## START Text section

Zero length element
Moderators: silvia, selimgunay, Moderators
Zero length element
How does zero length element work? Actually, I want to simulate a contact surface using zero length elements, but the problem is both the nodes of the element move (as the model is supposed to, typically in rocking wall), unlike the case when one node is fixed. So I want to be sure if in that case too, element works as it needs to or I need some more refinement in my model. Thanks in advance.
Re: Zero length element
the elemenet just uses the difference in displacements for the specified nodal degrees of freedom to determine the 'strain' that is sent to the uniaxialMaterial .. so you just need to set the approprriate end1 and end2 node values to get the contact you want .. i suggest you play with it on very simple models
Re: Zero length element
Thanks fmk for the answer.

## END Text section

Copy the forum thread about the zero length element above in full, word for word, keeping every line and its original spelling. The records play no part in this.

## START Data lines

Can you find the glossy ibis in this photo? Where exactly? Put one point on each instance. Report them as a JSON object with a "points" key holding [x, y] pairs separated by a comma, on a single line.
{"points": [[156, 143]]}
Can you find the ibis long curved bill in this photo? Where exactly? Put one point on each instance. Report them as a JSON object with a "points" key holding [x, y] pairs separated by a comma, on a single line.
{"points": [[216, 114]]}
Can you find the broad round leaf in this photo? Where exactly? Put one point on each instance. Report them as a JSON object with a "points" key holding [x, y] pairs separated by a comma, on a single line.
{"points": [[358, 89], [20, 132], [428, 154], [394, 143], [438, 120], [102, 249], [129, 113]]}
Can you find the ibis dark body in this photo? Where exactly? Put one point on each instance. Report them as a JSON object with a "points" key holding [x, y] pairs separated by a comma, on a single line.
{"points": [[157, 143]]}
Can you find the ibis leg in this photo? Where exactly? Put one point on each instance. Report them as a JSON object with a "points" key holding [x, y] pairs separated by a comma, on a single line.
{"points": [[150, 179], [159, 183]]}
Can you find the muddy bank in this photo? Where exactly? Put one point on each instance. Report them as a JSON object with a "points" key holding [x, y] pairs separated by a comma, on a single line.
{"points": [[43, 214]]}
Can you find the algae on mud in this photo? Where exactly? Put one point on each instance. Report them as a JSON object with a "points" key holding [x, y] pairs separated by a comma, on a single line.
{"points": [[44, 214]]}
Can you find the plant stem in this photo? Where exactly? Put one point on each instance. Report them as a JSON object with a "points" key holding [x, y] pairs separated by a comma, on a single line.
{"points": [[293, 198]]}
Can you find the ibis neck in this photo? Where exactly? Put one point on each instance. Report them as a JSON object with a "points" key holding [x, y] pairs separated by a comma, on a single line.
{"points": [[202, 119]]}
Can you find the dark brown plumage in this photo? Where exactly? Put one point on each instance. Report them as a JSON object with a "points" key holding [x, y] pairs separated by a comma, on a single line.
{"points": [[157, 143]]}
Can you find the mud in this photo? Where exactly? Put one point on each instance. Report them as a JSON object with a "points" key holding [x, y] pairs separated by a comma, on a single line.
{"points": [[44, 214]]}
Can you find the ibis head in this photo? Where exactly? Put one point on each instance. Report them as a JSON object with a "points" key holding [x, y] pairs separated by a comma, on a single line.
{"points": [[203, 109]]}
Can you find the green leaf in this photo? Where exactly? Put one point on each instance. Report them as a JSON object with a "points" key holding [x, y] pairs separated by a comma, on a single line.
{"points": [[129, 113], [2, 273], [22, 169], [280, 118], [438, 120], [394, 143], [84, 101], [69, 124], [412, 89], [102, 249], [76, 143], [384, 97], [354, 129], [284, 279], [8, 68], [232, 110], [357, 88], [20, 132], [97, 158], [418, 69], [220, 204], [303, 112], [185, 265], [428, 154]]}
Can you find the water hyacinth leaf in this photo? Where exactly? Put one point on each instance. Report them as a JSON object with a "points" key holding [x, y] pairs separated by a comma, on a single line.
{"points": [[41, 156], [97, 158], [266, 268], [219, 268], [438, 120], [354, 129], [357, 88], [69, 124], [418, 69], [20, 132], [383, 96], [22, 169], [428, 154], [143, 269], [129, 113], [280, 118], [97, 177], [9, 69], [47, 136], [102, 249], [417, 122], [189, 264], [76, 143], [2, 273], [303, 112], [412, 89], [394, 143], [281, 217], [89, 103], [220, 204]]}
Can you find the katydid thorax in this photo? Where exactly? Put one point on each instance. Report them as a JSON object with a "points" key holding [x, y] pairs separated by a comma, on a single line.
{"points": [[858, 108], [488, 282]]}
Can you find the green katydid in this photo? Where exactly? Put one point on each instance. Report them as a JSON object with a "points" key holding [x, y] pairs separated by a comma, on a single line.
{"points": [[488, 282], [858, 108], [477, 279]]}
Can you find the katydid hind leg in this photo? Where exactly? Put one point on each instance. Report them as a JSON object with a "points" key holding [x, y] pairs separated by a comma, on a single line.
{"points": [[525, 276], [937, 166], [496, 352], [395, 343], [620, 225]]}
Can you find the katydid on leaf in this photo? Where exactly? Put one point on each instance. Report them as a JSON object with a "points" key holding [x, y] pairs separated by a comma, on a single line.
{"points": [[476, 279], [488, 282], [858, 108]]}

## END Data lines

*Answer to the task*
Zero length element
Moderators: silvia, selimgunay, Moderators
Zero length element
How does zero length element work? Actually, I want to simulate a contact surface using zero length elements, but the problem is both the nodes of the element move (as the model is supposed to, typically in rocking wall), unlike the case when one node is fixed. So I want to be sure if in that case too, element works as it needs to or I need some more refinement in my model. Thanks in advance.
Re: Zero length element
the elemenet just uses the difference in displacements for the specified nodal degrees of freedom to determine the 'strain' that is sent to the uniaxialMaterial .. so you just need to set the approprriate end1 and end2 node values to get the contact you want .. i suggest you play with it on very simple models
Re: Zero length element
Thanks fmk for the answer.